▶ _EXERCISE DESCRIPTION_
Restate the material verbatim, every line included.

[Opening INPUT FOR THIS TASK section]

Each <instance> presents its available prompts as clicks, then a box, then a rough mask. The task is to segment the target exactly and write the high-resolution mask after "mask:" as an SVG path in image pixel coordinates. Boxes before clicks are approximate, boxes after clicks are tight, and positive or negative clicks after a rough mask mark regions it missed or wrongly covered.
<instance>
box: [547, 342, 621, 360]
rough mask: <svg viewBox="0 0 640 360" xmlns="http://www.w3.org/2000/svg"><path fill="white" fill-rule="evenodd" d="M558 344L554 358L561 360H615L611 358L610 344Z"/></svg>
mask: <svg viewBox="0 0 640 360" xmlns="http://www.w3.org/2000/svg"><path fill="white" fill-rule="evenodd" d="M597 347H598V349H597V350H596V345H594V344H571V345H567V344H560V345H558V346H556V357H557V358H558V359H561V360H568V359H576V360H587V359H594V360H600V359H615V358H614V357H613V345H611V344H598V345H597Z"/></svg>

[Closing INPUT FOR THIS TASK section]

▶ _OUTPUT_
Each <instance> presents its available prompts as clicks, then a box, then a rough mask. The task is to segment the target exactly and write the high-resolution mask after "mask:" as an SVG path in image pixel coordinates. Boxes before clicks are approximate, boxes after clicks are tight, and positive or negative clicks after a rough mask mark regions it missed or wrongly covered.
<instance>
box: [547, 342, 621, 360]
rough mask: <svg viewBox="0 0 640 360" xmlns="http://www.w3.org/2000/svg"><path fill="white" fill-rule="evenodd" d="M558 344L554 358L561 360H615L611 358L610 344Z"/></svg>
mask: <svg viewBox="0 0 640 360" xmlns="http://www.w3.org/2000/svg"><path fill="white" fill-rule="evenodd" d="M597 347H598V349H597V350H596V345H594V344H571V345H567V344H560V345H558V346H556V357H557V358H558V359H561V360H568V359H576V360H587V359H594V360H600V359H615V358H614V357H613V345H611V344H598V345H597Z"/></svg>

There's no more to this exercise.